* _What you should do_: Could you transcribe the material below exactly, without leaving out a single line?

***

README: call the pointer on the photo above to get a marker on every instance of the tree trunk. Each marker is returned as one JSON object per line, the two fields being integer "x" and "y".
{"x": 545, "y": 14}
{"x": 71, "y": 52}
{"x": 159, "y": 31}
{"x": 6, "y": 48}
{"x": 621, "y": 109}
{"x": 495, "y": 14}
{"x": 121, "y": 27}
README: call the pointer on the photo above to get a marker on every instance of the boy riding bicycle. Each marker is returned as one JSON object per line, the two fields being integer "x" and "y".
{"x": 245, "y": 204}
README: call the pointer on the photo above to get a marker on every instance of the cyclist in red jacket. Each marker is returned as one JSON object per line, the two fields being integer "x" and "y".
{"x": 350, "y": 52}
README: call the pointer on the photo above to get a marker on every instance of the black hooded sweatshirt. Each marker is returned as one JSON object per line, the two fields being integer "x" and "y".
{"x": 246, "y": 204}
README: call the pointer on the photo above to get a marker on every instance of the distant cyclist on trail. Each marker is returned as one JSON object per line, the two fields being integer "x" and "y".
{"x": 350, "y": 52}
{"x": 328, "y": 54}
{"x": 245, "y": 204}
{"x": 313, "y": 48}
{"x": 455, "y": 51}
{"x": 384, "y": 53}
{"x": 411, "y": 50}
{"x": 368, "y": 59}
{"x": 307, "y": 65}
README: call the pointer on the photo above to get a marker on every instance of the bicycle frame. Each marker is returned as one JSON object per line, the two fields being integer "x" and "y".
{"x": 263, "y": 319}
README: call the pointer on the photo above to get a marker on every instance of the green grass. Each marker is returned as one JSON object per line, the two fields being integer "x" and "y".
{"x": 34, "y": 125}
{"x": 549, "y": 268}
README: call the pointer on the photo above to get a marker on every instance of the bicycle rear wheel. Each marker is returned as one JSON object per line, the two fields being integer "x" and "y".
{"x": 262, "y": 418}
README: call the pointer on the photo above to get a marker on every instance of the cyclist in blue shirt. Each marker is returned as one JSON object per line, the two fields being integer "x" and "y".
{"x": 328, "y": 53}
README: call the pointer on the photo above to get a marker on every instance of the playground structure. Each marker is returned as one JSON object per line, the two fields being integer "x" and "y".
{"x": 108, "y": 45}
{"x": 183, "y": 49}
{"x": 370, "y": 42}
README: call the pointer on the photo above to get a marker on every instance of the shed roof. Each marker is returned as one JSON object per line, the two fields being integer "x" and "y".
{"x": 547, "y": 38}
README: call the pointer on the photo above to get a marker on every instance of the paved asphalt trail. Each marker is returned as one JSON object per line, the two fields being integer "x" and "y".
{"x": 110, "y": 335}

***

* _Response area_:
README: call the pointer on the photo above to get a marker on every instance of the tree trunk. Each marker is returned as one JSON object per line, the two fields being integer "x" and "y".
{"x": 545, "y": 14}
{"x": 71, "y": 52}
{"x": 159, "y": 31}
{"x": 6, "y": 48}
{"x": 621, "y": 109}
{"x": 495, "y": 14}
{"x": 121, "y": 27}
README: call the pointer on the photo above to get a marker on every instance of the boy riding bicycle. Each marker is returned as one JSON object per line, the two fields being integer "x" and "y".
{"x": 245, "y": 204}
README: call the pointer on the photo above to get a marker on every instance of the cyclist in red jacket. Each marker is returned as one JSON object per line, the two fields being integer "x" and "y".
{"x": 350, "y": 52}
README: call the pointer on the photo above to get a marker on every instance of the black hooded sweatshirt. Each marker is returned as one JSON object per line, the two fields being integer "x" and "y".
{"x": 246, "y": 204}
README: call the pointer on the photo above to get a marker on every instance of the distant cyclist on trail. Each marker is returned as one JSON object per line, the two fields being integer "x" and "y".
{"x": 350, "y": 52}
{"x": 328, "y": 54}
{"x": 245, "y": 204}
{"x": 313, "y": 48}
{"x": 455, "y": 51}
{"x": 384, "y": 53}
{"x": 411, "y": 50}
{"x": 368, "y": 59}
{"x": 307, "y": 65}
README: call the pointer on the photo above to get a marker on every instance of the bicycle frame. Each marker is returned as one JSON object per line, the two fields being integer "x" and "y".
{"x": 263, "y": 319}
README: call the pointer on the photo above to get a marker on every instance of the green grass. Each marker is returned as one JSON object per line, the two fields being integer "x" and "y".
{"x": 34, "y": 125}
{"x": 549, "y": 268}
README: call the pointer on the photo above to get a marker on every instance of the bicycle rear wheel. Each marker is returned as one JSON object per line, the two fields being integer "x" and "y".
{"x": 262, "y": 418}
README: call the pointer on the photo above to get a marker on every instance of the cyclist in blue shirt. Each marker is returned as one JSON object per line, the two fields being integer "x" and "y".
{"x": 328, "y": 53}
README: call the pointer on the photo above to get a marker on every instance of the playground structure. Each marker is returned as one JSON object per line, the two fields being integer "x" and "y".
{"x": 108, "y": 45}
{"x": 183, "y": 49}
{"x": 370, "y": 42}
README: call the pointer on the photo above to get a marker on every instance of the shed roof. Each marker is returned as one JSON object per line, the two fields being integer "x" and "y".
{"x": 547, "y": 38}
README: call the pointer on the photo above to get a marker on every instance of the paved asphalt trail. Each marker is returned as one JSON object per line, the two fields being integer "x" and "y".
{"x": 110, "y": 335}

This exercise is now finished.